* [本文の抜粋]
□ □ □

どうも、ロイドです。
今回は、映画『竜とそばかすの姫』を朝イチで見てきましたので、その感想を語っていきます。
一言で言うと、『とんでもなく面白い作品』でした。
僕、細田守監督の作品は、『サマーウォーズ』と『おおかみこどもの雨と雪』が好きなんですが、最大風速では、この2つの作品を超えました。
映像の迫力、音楽と物語の融合が素晴らしい映画でした。
以下、詳しい感想を語ります。
(ファスト映画のように詳しいあらすじは書きませんが、本編のネタバレが多数含まれます。
まだ見てない方はご注意ください。)
動画で見たい方はこちら。
まず、出だしから”U”の世界の映像が凄かったですね。
細田守監督の電子世界の表現って、ほんと素敵ですよね。

□ □ □

* [やること]
**a)** 映画の感想文の「今回は、映画『竜とそばかすの」から「まだ見てない方はご注意ください。)」までを、そのまま書き写してください。
**b)** 映画の感想文で、詳しい感想に入る前に、まだ見ていない人へ注意を呼びかけているのはなぜですか。
**c)** 映画の感想文の最後の文のあとから、続きを書き進めてください。
このあとの行は、ここでは使いません。

□ □ □

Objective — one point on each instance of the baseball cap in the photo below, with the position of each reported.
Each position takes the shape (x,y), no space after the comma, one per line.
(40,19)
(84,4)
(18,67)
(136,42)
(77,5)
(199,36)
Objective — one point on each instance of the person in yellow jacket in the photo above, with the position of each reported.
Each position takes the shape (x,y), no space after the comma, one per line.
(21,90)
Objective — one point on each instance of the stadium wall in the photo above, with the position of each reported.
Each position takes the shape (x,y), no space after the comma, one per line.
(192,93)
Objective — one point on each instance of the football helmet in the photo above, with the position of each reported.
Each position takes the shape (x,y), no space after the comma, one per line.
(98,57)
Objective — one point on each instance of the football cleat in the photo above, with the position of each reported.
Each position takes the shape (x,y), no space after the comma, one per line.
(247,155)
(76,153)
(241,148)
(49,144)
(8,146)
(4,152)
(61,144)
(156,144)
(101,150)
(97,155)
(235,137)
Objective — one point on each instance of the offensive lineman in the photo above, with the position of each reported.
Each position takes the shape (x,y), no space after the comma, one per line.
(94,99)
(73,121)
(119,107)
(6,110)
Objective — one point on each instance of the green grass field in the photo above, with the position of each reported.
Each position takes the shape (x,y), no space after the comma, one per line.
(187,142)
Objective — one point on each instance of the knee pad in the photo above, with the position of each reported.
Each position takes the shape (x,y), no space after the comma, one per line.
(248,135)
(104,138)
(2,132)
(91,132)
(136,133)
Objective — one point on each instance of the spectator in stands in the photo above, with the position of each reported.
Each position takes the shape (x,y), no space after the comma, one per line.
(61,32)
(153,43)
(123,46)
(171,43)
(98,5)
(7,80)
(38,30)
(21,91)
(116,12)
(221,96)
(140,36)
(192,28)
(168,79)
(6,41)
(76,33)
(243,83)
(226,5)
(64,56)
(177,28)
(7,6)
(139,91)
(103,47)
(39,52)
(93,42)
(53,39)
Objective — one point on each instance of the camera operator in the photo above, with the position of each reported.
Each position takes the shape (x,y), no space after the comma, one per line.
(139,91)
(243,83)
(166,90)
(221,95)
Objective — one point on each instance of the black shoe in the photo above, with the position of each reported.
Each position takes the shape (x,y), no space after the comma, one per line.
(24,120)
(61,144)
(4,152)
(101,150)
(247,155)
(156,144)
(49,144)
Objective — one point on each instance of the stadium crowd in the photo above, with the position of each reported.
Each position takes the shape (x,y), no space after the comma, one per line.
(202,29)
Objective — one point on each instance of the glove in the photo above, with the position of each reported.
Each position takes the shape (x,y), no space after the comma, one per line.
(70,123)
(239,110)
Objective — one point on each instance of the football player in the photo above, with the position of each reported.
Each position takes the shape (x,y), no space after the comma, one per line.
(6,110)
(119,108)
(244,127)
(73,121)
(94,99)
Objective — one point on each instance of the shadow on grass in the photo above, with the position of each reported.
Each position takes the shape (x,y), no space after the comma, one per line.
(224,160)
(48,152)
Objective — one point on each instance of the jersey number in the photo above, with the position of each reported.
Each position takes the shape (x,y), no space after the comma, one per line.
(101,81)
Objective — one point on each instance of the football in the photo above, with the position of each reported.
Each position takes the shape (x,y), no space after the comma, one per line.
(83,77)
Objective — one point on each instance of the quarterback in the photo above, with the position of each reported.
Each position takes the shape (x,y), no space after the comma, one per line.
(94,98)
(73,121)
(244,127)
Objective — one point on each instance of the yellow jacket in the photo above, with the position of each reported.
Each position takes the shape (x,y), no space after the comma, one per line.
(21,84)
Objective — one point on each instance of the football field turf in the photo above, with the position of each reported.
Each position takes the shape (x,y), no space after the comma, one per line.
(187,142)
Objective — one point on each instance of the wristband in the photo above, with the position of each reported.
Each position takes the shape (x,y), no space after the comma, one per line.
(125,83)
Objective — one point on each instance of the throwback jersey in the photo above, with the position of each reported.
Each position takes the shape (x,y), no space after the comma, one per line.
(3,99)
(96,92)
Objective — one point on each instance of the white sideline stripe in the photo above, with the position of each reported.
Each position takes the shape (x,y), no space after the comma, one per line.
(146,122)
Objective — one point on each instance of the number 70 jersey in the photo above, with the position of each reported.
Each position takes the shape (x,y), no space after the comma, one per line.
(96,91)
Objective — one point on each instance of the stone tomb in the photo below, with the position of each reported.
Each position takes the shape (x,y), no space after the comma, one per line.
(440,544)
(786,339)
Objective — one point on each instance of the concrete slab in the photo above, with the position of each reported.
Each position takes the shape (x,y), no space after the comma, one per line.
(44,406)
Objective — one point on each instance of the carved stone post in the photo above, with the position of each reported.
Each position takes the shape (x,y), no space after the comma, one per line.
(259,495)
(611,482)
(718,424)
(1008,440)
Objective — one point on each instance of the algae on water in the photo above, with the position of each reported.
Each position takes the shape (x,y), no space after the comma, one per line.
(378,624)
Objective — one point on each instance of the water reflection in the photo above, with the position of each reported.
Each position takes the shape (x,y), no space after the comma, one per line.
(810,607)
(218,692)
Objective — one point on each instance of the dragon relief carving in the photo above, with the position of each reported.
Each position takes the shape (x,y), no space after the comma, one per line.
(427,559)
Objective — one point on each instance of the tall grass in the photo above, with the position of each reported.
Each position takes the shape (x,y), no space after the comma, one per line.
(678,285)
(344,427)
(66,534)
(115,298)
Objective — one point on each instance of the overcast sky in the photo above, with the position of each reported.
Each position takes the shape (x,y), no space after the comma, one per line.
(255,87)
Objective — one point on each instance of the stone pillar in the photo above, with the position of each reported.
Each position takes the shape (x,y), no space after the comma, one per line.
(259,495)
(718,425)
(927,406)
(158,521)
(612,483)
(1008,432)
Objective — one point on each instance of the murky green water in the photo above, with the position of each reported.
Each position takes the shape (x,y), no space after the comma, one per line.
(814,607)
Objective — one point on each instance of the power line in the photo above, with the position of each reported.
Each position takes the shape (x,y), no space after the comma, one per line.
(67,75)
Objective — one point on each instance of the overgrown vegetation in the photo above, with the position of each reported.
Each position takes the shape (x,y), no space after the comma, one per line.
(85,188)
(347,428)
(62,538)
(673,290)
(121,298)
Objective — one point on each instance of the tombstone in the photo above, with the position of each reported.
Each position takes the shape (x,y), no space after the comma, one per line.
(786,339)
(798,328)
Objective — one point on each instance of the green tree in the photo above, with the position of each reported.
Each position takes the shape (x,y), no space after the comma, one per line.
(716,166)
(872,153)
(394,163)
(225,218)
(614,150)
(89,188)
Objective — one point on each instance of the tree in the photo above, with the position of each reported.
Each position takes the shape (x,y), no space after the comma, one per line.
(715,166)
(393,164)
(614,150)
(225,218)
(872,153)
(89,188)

□ □ □

* [回答]
**a)**
今回は、映画『竜とそばかすの姫』を朝イチで見てきましたので、その感想を語っていきます。
一言で言うと、『とんでもなく面白い作品』でした。
僕、細田守監督の作品は、『サマーウォーズ』と『おおかみこどもの雨と雪』が好きなんですが、最大風速では、この2つの作品を超えました。
映像の迫力、音楽と物語の融合が素晴らしい映画でした。
以下、詳しい感想を語ります。
(ファスト映画のように詳しいあらすじは書きませんが、本編のネタバレが多数含まれます。
まだ見てない方はご注意ください。)

**b)** 本編のネタバレがたくさん含まれるからです。そのため、まだ見ていない人に前もって注意をうながしています。

**c)**
『僕らのウォーゲーム』(デジモン)や『サマーウォーズ』時代から非凡だと思ってましたけど、さらにパワーアップしてました。
で、そこで出てくるベルと、例の主題歌。
初っ端から歌の力凄くて、一気に作品の世界に引き込まれました。
基本的に映画というものは、序盤で見せたイメージ、要素が作品の根幹をなすわけですけど、
最初っからこんなにパワーのある歌を見せられて、『序盤でコレなら、終盤はどんな歌が来ちゃうの!?』って、否が応でも期待が膨らみます。
てか、ベルがクジラに乗ってるわけですけど、ほんとにこの監督、クジラ好きだなw
バケモノの子で無理やり出したときよりは自然……か?
その後の、主人公スズの過去パートは、『細田守楽しそうだな~』って目で見てました。
いや、ストーリーとしては母親死んでるし、主人公が悲惨な目にあってるしで、何一つ笑うところではないんですけど、僕としては『これが細田守の味だよなー』って感じでした。
あくまで僕の主観ですけど、細田守監督の最大の特徴の一つって、『登場するキャラクターのネガティブな表情』だと思うんですよ。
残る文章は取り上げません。